What the task asks:
Check each line of the data below for the string "every". Then give the number of lines that have it, without anything else.
= Beginning of Section =
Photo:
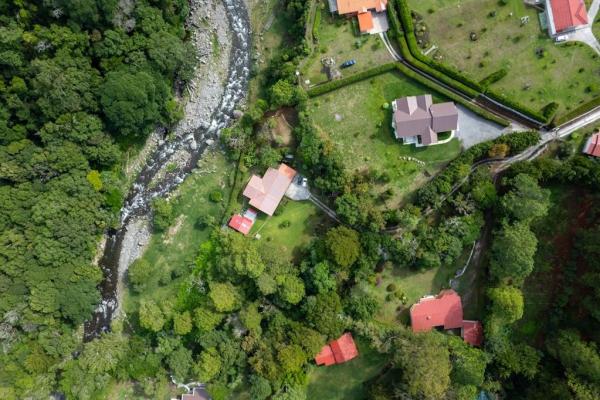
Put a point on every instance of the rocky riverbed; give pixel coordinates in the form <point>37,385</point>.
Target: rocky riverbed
<point>221,37</point>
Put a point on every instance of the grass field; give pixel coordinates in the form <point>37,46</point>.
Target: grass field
<point>564,74</point>
<point>337,39</point>
<point>177,248</point>
<point>364,135</point>
<point>345,381</point>
<point>304,219</point>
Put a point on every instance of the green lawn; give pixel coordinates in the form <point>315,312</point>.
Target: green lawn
<point>362,132</point>
<point>338,39</point>
<point>177,248</point>
<point>563,74</point>
<point>345,381</point>
<point>304,219</point>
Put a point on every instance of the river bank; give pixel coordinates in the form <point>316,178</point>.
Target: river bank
<point>221,37</point>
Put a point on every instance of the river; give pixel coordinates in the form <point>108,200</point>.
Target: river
<point>153,182</point>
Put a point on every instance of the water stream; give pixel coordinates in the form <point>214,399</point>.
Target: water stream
<point>194,143</point>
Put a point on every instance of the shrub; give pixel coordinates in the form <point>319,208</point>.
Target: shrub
<point>216,196</point>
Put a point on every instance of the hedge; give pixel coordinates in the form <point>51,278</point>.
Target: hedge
<point>361,76</point>
<point>582,109</point>
<point>451,95</point>
<point>493,77</point>
<point>409,29</point>
<point>407,55</point>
= End of Section =
Result of the task:
8